### GIVEN RECORDS
═══

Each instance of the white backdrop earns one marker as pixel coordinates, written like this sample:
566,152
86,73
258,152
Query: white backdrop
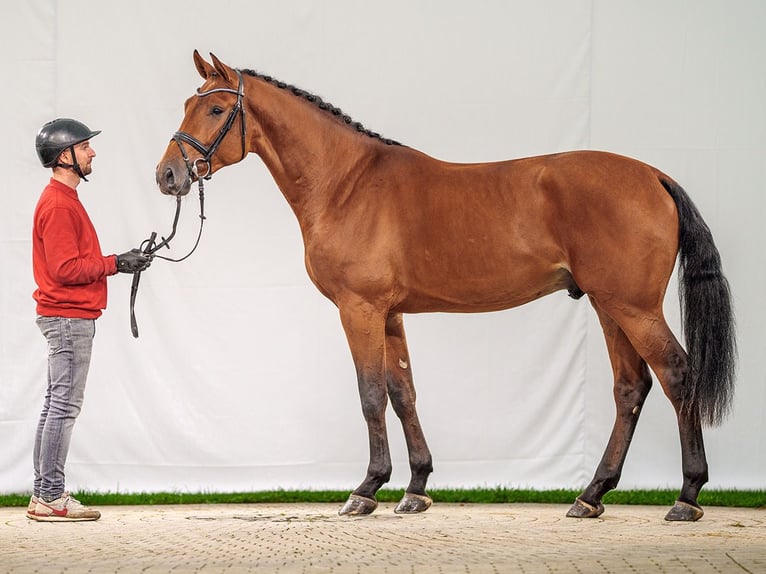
241,378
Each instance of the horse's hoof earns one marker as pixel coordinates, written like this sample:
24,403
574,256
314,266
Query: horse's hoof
684,512
358,505
581,509
413,503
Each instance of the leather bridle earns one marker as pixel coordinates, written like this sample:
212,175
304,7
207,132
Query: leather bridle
207,151
148,246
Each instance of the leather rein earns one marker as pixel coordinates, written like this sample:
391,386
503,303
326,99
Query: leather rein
149,246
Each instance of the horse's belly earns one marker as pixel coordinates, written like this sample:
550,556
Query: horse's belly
482,293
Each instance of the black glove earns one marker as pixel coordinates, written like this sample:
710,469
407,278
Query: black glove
133,261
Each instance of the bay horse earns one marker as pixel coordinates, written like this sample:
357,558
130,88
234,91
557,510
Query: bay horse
389,230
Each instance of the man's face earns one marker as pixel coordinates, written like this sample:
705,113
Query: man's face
84,154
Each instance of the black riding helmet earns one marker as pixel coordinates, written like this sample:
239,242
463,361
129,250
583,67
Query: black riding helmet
58,135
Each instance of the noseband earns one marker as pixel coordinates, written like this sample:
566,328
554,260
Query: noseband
150,246
207,151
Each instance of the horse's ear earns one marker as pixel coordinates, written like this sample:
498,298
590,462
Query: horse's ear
223,70
204,69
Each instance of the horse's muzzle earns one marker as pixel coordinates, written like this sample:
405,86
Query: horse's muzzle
173,178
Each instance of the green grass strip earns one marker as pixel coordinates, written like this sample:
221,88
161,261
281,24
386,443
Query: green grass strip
731,498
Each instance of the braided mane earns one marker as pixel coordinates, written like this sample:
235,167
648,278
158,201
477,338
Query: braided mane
322,105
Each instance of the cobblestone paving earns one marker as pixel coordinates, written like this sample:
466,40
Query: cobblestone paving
449,538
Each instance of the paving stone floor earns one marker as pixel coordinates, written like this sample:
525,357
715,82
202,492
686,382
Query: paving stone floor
448,538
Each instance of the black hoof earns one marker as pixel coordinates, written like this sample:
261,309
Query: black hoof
581,509
358,505
413,503
684,512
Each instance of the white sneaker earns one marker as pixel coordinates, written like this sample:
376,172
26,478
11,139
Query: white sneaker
32,506
64,509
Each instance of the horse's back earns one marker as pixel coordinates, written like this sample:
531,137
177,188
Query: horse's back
440,236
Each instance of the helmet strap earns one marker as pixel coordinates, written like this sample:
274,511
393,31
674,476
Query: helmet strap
74,165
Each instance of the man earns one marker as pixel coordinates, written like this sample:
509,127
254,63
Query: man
70,272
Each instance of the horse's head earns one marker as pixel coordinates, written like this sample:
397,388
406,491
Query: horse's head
203,144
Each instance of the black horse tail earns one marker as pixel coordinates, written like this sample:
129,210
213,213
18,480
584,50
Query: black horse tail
707,315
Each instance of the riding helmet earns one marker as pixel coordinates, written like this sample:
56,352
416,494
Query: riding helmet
59,134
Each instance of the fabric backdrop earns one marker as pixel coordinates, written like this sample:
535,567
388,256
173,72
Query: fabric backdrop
241,378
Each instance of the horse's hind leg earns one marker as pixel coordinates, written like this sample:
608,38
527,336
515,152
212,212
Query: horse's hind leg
632,382
653,339
401,392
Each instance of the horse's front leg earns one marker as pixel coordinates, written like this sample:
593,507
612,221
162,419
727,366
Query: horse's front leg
401,391
364,325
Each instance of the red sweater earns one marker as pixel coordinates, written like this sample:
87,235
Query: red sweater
68,266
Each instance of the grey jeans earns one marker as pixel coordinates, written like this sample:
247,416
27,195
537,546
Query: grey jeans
69,348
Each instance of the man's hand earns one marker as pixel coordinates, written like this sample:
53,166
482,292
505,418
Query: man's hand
133,261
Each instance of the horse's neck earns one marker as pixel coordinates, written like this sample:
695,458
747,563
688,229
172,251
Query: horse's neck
307,151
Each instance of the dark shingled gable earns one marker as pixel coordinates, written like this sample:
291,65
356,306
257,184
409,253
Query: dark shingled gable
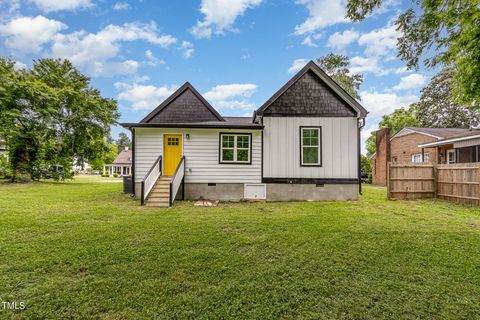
310,96
186,105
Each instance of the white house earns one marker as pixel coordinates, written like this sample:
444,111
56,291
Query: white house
302,144
122,165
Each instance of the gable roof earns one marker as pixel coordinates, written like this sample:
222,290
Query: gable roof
437,133
124,157
183,106
315,69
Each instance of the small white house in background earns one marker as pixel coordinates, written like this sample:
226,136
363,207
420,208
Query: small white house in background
122,165
302,144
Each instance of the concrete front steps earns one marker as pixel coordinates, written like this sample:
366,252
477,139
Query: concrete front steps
160,194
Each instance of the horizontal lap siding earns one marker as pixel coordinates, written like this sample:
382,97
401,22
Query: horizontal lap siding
201,155
282,147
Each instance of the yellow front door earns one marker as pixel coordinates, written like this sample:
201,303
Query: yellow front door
172,153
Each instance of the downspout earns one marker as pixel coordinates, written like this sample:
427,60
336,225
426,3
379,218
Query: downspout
361,124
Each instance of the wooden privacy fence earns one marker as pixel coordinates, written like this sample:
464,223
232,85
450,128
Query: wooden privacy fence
453,182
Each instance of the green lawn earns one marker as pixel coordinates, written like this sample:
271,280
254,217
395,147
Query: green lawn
84,250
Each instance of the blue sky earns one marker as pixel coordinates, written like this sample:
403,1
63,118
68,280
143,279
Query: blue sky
235,52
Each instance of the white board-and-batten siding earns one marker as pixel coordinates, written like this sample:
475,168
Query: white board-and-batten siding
282,148
201,153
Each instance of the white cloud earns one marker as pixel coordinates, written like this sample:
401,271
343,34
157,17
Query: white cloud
112,68
121,6
27,34
232,96
340,41
412,81
187,48
143,97
58,5
228,91
297,65
380,103
309,40
322,13
380,41
152,60
402,70
220,15
367,65
95,51
19,65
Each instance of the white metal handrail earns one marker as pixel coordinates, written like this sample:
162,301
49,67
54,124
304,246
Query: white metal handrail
177,179
148,182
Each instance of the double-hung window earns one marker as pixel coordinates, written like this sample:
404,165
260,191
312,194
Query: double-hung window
311,146
235,148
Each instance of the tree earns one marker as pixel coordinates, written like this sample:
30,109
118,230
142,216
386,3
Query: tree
336,66
51,115
438,107
397,120
123,141
444,32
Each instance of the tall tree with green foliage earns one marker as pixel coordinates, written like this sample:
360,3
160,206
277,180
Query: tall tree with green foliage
437,32
123,142
397,120
336,66
438,107
51,115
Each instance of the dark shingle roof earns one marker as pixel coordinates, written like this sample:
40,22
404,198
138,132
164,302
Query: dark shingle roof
311,97
124,157
183,106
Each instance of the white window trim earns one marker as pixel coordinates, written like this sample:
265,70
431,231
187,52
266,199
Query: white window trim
319,147
425,155
449,151
235,148
417,155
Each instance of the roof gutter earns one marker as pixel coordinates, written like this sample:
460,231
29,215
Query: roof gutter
447,141
191,125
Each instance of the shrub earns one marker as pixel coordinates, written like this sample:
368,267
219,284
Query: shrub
22,177
4,167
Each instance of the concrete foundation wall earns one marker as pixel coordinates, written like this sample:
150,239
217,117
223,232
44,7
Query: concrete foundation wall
275,192
304,192
221,191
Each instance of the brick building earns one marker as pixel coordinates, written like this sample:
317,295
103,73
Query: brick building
405,147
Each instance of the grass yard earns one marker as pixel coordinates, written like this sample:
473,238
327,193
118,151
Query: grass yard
83,250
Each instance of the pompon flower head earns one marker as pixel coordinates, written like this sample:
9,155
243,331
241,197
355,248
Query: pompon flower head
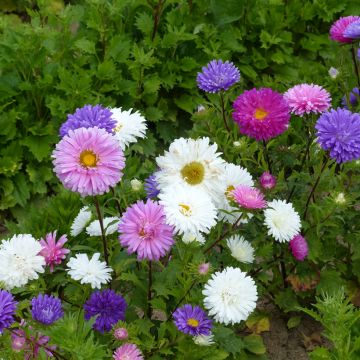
338,28
230,296
217,76
192,320
46,309
53,251
129,126
143,230
307,98
261,114
282,221
193,164
108,307
339,132
7,309
20,260
128,352
87,117
88,161
93,271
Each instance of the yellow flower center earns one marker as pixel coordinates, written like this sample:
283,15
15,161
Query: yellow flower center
88,158
193,173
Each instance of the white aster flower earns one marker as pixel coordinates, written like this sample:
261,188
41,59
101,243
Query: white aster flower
91,271
81,220
282,221
241,249
188,210
230,296
193,164
130,126
111,225
20,260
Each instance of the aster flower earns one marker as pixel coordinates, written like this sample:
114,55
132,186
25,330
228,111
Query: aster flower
261,114
307,98
93,271
20,260
87,117
88,161
230,296
299,247
338,28
46,309
282,221
108,307
339,132
240,249
192,320
143,230
128,352
129,126
7,309
53,250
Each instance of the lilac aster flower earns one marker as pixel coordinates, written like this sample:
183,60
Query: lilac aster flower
89,116
7,309
108,307
192,320
46,309
217,76
339,131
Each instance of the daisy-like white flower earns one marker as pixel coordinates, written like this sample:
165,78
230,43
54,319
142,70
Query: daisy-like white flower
20,260
93,271
282,221
230,296
129,126
241,249
81,220
193,164
188,210
110,225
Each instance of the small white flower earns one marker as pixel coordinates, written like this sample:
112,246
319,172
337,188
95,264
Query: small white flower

═══

### PROMPT
Can you rewrite the data from the line containing "Each instance of the pompon" through the last line, both included, as a numbered list with no blank lines and no pictures?

### SOLUTION TO THIS PROBLEM
1. Each instance of the pompon flower head earns one marker as pixel coordinates, written like this sample:
2. 9,155
3. 243,331
4. 241,197
5. 355,248
6. Query: pompon flower head
7. 338,28
8. 230,296
9. 217,76
10. 192,320
11. 46,309
12. 53,251
13. 129,126
14. 143,230
15. 307,98
16. 261,114
17. 282,221
18. 193,164
19. 108,307
20. 339,132
21. 7,309
22. 20,260
23. 128,352
24. 87,117
25. 88,161
26. 93,271
27. Each instance of the yellow flower center earns one marker as pixel coordinates, written like this sample:
28. 283,15
29. 15,161
30. Query: yellow flower center
31. 88,158
32. 193,173
33. Each instance of the white aster flower earns one marker as pixel coordinates, written like this sample:
34. 261,188
35. 41,59
36. 101,243
37. Query: white aster flower
38. 91,271
39. 81,220
40. 282,221
41. 241,249
42. 188,210
43. 230,296
44. 193,164
45. 130,126
46. 111,225
47. 20,260
48. Each instance of the aster flower earns one marker as pixel coordinates, written like this sample:
49. 114,55
50. 132,186
51. 25,330
52. 228,111
53. Query: aster flower
54. 261,114
55. 307,98
56. 93,271
57. 20,260
58. 87,117
59. 88,161
60. 230,296
61. 299,247
62. 338,28
63. 46,309
64. 282,221
65. 108,307
66. 339,132
67. 240,249
68. 192,320
69. 143,230
70. 128,352
71. 129,126
72. 7,309
73. 53,250
74. Each instance of the lilac aster flower earns one marker as pixel coordinates, written like this sample:
75. 183,60
76. Query: lilac aster flower
77. 89,116
78. 7,309
79. 108,307
80. 192,320
81. 46,309
82. 217,76
83. 339,131
84. Each instance of the daisy-like white flower earns one marker as pixel coordinates, written like this sample:
85. 165,78
86. 230,43
87. 54,319
88. 142,70
89. Query: daisy-like white flower
90. 20,260
91. 93,271
92. 282,221
93. 230,296
94. 129,126
95. 241,249
96. 81,220
97. 193,164
98. 188,210
99. 110,225
100. Each instance of the small white flower earns one marker as pixel coordinates, written like this sample:
101. 112,246
102. 319,172
103. 337,188
104. 95,264
105. Query: small white flower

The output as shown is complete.